__Texto fornecido__:
== == ==

As experiências existenciais e o mesoscópio
- Valdemir Pires
- 2 de jul.
- 5 min de leitura

Modo de produção, modo de vida, jeito de viver: conceitos que, relacionados entre si, permitem entender a existência no âmbito meso, ou seja, entre o micro e o macro. Enquanto modo de produção e modo de vida dizem respeito ao macro (as relações sociais determinantes das possibilidades existenciais dos indivíduos), jeito de viver tem a ver com a manifestação concreta, quotidiana da vida individual, consideradas as relações interpessoais nela envolvidas.
Quando se considera apenas modo de produção e modo de vida, o indivíduo se assemelha a uma marionete das forças macro (resultante coletiva) da História, ficando a impressão de que ele não faz história, sendo uma espécie de subproduto da História. Por outro lado, quando modo de produção e modo de vida são desconsiderados, o indivíduo é reificado; mas trata-se de um rei com trono, mas sem reino: o que ele faz o satisfaz, mas não repercute no macro – ele fica preso no micro.
Na realidade, o indivíduo e o coletivo (a biografia e a História) se emaranham no nível meso. A realidade não existe só no micro ou só no macro – ela ocorre no emaranhado entre micro e macro, articulada pelo meso. Os conceitos de modo de vida e jeito de viver se só fazem sentido partindo-se deste fato. E é este ponto de partida que os tornam reveladores de aspectos da existência (coletiva e individual) que abordagens macro e micro isoladas não conseguem alcançar.
Quando se olha para o macro (telescópio), modo de vida vai além de modo de produção ao considerar a vida individual não a partir da condição “seca” de classe, mas da condição individual dentro de uma classe, condição esta que não faz de ninguém simplesmente burguês ou operário, mas variantes concretas (em geral intermediárias) entre um e outro desses sujeitos-tipo.
Quando se olha para o micro (microscópio) parte-se do indivíduo, a partir do seu jeito quotidiano de viver – é aí que se localiza a vida concreta, vivida, experienciada. Mas o olhar fica embaçado no que tange ao macro: ganha-se em realismo local/individual e perde-se em realismo geral/coletivo.

== == ==

__Enunciado 1__:
Responda, com base no texto sobre a existência no âmbito meso:
(a) Entre quais níveis se situa o âmbito meso?
(b) Onde o indivíduo fica preso quando modo de produção e modo de vida são desconsiderados?
(c) A que instrumento o texto associa o olhar voltado para o macro?
O texto e as entradas não guardam relação alguma entre si.

__Dados fornecidos__:
== == ==

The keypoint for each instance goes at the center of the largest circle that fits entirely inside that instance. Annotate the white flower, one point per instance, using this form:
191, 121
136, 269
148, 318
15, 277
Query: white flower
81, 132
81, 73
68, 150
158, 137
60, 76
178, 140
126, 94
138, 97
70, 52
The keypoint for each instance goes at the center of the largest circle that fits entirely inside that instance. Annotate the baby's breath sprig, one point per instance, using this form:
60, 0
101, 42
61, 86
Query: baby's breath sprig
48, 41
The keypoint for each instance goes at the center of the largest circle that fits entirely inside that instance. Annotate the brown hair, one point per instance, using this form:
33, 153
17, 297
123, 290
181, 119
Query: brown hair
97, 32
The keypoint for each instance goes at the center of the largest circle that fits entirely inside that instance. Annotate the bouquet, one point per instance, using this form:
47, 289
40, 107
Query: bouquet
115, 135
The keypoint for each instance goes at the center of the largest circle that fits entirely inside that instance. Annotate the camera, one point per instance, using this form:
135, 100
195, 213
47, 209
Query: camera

== == ==

__Enunciado 2__: Reproduza, sem qualquer alteração, as linhas das entradas desde aquela que contém "the camera, one" até a última linha das entradas, ambas incluídas.

__Resolução completa 1__:
(a) Entre o micro e o macro.
(b) No micro.
(c) Ao telescópio.

__Resolução completa 2__:
The keypoint for each instance goes at the center of the largest circle that fits entirely inside that instance. Annotate the camera, one point per instance, using this form:
135, 100
195, 213
47, 209
Query: camera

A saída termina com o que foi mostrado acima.